:: About this task ::
Word for word, restate the lines from the one holding "Return one point" through the end of the data below, including both endpoints and nothing more.

##### Given information #####

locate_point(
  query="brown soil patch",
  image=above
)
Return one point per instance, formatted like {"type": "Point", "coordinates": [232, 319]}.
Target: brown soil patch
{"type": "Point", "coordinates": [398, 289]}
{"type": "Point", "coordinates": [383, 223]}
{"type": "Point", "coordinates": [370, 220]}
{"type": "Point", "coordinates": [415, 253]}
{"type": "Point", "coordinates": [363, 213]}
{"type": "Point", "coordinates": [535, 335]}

#####

:: Output below ::
Return one point per instance, formatted like {"type": "Point", "coordinates": [232, 319]}.
Target: brown soil patch
{"type": "Point", "coordinates": [398, 289]}
{"type": "Point", "coordinates": [383, 223]}
{"type": "Point", "coordinates": [370, 220]}
{"type": "Point", "coordinates": [415, 253]}
{"type": "Point", "coordinates": [363, 213]}
{"type": "Point", "coordinates": [535, 335]}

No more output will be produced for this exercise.